--- start RECORDS FOR THIS TASK ---

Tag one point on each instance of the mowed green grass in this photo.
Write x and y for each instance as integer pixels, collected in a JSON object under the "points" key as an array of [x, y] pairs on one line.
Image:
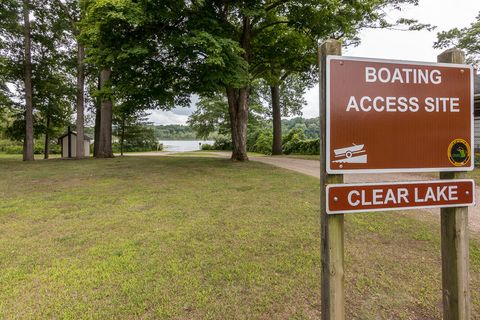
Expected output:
{"points": [[198, 238]]}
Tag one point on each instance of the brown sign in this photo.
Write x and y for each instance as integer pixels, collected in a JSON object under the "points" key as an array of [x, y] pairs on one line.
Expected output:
{"points": [[394, 116], [345, 198]]}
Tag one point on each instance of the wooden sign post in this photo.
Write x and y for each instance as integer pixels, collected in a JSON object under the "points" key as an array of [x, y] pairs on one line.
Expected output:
{"points": [[454, 231], [395, 116], [333, 278]]}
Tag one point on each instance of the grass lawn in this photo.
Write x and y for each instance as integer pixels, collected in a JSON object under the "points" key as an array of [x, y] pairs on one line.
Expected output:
{"points": [[198, 238]]}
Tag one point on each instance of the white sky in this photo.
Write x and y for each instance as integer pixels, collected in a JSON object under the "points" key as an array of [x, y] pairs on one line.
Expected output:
{"points": [[385, 44]]}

--- end RECORDS FOR THIS TASK ---

Switch "white sky" to "pale sky" in the lines starting at the one that contains "Tag one point on each instance of the white" and ending with the last line, then write out only those lines with nothing else altered.

Tag one point on each instance of the pale sky in this photo.
Write x and y for each instance as integer pixels, collected in a JSON object under the "points" key as an array of [x, y] pairs on one line.
Expected output:
{"points": [[385, 44]]}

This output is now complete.